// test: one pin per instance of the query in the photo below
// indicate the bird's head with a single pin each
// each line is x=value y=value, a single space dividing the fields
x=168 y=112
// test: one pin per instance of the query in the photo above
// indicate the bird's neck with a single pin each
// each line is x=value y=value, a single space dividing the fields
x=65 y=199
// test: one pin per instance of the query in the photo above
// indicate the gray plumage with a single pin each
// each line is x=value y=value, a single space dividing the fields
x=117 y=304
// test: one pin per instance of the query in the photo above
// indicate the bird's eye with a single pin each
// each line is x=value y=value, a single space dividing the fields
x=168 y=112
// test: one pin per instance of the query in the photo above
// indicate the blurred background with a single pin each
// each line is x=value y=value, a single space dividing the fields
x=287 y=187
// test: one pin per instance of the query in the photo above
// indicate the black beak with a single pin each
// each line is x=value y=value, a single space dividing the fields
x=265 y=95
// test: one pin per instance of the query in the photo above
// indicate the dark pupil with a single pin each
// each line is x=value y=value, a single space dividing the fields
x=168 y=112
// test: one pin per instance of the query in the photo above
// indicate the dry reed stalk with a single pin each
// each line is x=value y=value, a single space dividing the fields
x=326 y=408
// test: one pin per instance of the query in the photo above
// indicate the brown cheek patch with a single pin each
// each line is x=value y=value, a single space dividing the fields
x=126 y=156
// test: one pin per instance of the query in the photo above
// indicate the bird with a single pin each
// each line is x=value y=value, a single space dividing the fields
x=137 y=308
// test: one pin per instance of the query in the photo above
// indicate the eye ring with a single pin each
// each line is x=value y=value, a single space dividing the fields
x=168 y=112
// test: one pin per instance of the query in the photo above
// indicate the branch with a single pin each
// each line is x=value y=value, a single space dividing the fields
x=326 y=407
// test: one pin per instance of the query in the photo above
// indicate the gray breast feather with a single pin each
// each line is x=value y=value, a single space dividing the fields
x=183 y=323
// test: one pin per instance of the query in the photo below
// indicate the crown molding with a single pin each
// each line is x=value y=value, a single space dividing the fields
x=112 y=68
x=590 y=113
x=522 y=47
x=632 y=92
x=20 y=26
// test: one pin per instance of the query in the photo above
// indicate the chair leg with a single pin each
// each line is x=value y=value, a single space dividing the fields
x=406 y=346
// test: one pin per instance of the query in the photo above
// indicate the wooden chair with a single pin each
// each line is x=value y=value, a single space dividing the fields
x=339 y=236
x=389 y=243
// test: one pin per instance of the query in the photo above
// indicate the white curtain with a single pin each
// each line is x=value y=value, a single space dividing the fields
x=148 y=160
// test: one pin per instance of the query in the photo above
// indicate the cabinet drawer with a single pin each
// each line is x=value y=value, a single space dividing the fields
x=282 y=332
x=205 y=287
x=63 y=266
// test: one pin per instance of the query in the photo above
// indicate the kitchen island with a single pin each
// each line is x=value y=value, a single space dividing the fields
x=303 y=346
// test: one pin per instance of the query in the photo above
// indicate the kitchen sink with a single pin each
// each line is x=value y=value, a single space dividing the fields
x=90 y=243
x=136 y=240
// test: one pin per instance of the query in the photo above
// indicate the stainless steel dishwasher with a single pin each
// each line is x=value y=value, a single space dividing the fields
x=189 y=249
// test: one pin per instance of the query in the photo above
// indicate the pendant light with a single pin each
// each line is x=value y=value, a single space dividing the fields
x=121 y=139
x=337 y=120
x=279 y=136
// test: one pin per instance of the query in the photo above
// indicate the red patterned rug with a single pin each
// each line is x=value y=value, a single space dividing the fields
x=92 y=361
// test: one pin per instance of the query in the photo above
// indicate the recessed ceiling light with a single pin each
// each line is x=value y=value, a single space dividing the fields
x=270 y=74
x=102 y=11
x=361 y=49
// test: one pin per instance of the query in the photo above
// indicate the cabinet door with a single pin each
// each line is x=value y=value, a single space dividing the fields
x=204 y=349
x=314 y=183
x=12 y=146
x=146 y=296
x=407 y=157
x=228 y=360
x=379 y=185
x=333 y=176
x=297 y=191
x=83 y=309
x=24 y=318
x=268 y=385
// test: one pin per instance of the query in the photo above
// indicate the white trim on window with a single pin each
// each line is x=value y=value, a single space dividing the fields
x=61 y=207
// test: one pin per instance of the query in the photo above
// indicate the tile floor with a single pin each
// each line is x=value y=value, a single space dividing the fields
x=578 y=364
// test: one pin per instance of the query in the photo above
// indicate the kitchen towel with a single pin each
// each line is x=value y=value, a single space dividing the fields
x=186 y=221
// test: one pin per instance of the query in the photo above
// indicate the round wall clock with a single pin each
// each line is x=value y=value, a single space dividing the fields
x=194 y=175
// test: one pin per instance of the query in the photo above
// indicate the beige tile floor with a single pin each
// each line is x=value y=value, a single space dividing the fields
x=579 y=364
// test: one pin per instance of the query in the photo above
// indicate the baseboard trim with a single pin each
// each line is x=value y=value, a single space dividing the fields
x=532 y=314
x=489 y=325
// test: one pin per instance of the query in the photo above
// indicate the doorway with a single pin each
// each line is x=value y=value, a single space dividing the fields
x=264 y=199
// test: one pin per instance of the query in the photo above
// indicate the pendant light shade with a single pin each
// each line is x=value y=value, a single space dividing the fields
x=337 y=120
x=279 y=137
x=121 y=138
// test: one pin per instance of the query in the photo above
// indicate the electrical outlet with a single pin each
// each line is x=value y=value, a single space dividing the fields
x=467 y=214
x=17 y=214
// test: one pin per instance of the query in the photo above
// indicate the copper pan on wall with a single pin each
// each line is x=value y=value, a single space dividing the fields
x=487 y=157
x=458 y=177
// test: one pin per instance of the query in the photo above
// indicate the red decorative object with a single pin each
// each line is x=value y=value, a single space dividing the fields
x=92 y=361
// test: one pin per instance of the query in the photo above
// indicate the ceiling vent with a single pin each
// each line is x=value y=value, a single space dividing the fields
----------------------------------------
Copy the records out again word for word.

- Task result
// test: one pin per instance of the query in the photo below
// indicate the bird's head with a single pin each
// each line is x=value y=value, a single space dividing the fields
x=168 y=112
// test: one pin per instance of the query in the photo above
// indicate the bird's neck with a single pin each
// each line is x=value y=value, a single space dividing the fields
x=65 y=199
// test: one pin per instance of the query in the photo above
// indicate the gray plumage with a single pin each
// each line is x=value y=value, a single space dividing the fields
x=117 y=304
// test: one pin per instance of the query in the photo above
// indicate the bird's eye with a single pin each
// each line is x=value y=value, a single space dividing the fields
x=168 y=112
// test: one pin per instance of the query in the photo above
// indicate the blurred background with a single pin each
// each line is x=value y=value, a single space dividing the fields
x=287 y=187
// test: one pin per instance of the query in the photo above
// indicate the black beak with a single pin each
// each line is x=value y=value, a single space dividing the fields
x=265 y=95
// test: one pin per instance of the query in the photo above
// indicate the dark pupil with a single pin each
// each line is x=value y=value, a single space dividing the fields
x=168 y=112
// test: one pin per instance of the query in the photo above
// indicate the dry reed stalk with a single pin each
// each line is x=value y=value, a single space dividing the fields
x=326 y=408
// test: one pin per instance of the query in the photo above
// indicate the brown cheek patch with a single pin each
// each line is x=value y=value, a single space dividing the fields
x=126 y=156
// test: one pin per instance of the query in the photo above
// indicate the bird with a single pin each
// each line is x=value y=value, a single space dividing the fields
x=137 y=308
// test: one pin per instance of the query in the photo above
// indicate the eye ring with a single pin each
// each line is x=value y=value, a single space dividing the fields
x=168 y=112
// test: one pin per instance of the query in the photo above
// indicate the branch with a single pin each
// each line is x=value y=value, a single space dividing the fields
x=326 y=407
// test: one pin per instance of the query in the photo above
// indicate the gray breast feather with a single pin each
// each line is x=value y=value, a single space dividing the fields
x=183 y=323
// test: one pin per instance of the query in the photo below
// indicate the crown molding with a single pin each
// each line is x=value y=value, a single space dividing the fields
x=112 y=68
x=590 y=113
x=522 y=47
x=632 y=92
x=20 y=26
// test: one pin per instance of the query in the photo above
// indicate the chair leg with a single pin each
// each line is x=value y=value, a single space dividing the fields
x=406 y=346
// test: one pin per instance of the query in the photo above
// indicate the wooden chair with a single pin each
// each line is x=value y=value, a single space dividing the fields
x=339 y=236
x=389 y=243
// test: one pin per instance of the query in the photo above
// indicate the white curtain with a single pin each
// each line is x=value y=value, a single space dividing the fields
x=148 y=160
// test: one pin per instance of the query in the photo above
// indicate the cabinet drawer with a single pin each
// each line is x=value y=value, a single space dividing the fields
x=282 y=332
x=205 y=287
x=63 y=266
// test: one pin per instance of the query in the photo above
// indicate the kitchen island with a single pin each
// each line is x=value y=value, a single space dividing the fields
x=303 y=346
// test: one pin per instance of the query in the photo above
// indicate the kitchen sink with a single pin each
// each line is x=value y=value, a single space dividing the fields
x=90 y=243
x=136 y=240
// test: one pin per instance of the query in the photo above
// indicate the stainless steel dishwasher with a single pin each
// each line is x=value y=value, a single space dividing the fields
x=189 y=249
// test: one pin per instance of the query in the photo above
// indicate the pendant light with a single pin each
// each line is x=value y=value, a single space dividing the fields
x=121 y=139
x=337 y=120
x=279 y=136
// test: one pin per instance of the query in the photo above
// indicate the red patterned rug with a single pin each
// each line is x=value y=value, a single space dividing the fields
x=92 y=361
// test: one pin per instance of the query in the photo above
// indicate the recessed ceiling light with a single pin each
// each line is x=value y=value, a single space dividing the fields
x=270 y=74
x=102 y=11
x=361 y=49
// test: one pin per instance of the query in the photo above
// indicate the cabinet door with a single pin each
// each line is x=value y=value, a single space dividing the fields
x=204 y=349
x=314 y=183
x=12 y=146
x=146 y=296
x=407 y=157
x=228 y=360
x=379 y=185
x=333 y=176
x=297 y=191
x=83 y=309
x=24 y=318
x=268 y=385
// test: one pin per instance of the query in the photo above
// indicate the white trim on window with a single pin each
// each line is x=value y=value, a single space dividing the fields
x=61 y=207
// test: one pin per instance of the query in the photo above
// indicate the tile floor with a single pin each
// each line is x=value y=value, a single space dividing the fields
x=578 y=364
// test: one pin per instance of the query in the photo above
// indicate the kitchen towel with a single pin each
// each line is x=value y=value, a single space dividing the fields
x=186 y=221
// test: one pin per instance of the query in the photo above
// indicate the round wall clock with a single pin each
// each line is x=value y=value, a single space dividing the fields
x=194 y=175
// test: one pin per instance of the query in the photo above
// indicate the beige tile floor with a single pin each
// each line is x=value y=value, a single space dividing the fields
x=579 y=364
// test: one pin per instance of the query in the photo above
// indicate the baseboard trim with a single pin each
// each line is x=value y=value, a single space dividing the fields
x=532 y=314
x=489 y=325
// test: one pin per instance of the query in the photo above
// indicate the doorway with a single pin each
// each line is x=value y=value, a single space dividing the fields
x=264 y=199
// test: one pin per instance of the query in the photo above
// indicate the pendant light shade with a single pin each
// each line is x=value y=value, a single space dividing the fields
x=337 y=120
x=279 y=137
x=121 y=138
// test: one pin per instance of the query in the photo above
// indicate the electrical outlet with a single pin each
// each line is x=value y=value, a single space dividing the fields
x=467 y=214
x=17 y=214
// test: one pin per instance of the query in the photo above
// indicate the copper pan on wall with a single pin each
// each line is x=value y=value, a single space dividing the fields
x=487 y=157
x=458 y=177
// test: one pin per instance of the query in the photo above
// indicate the red decorative object with a single pin each
// each line is x=value y=value, a single space dividing the fields
x=92 y=361
// test: one pin per instance of the query in the photo above
// indicate the ceiling vent with a single pin each
// each line is x=value y=value, a single space dividing the fields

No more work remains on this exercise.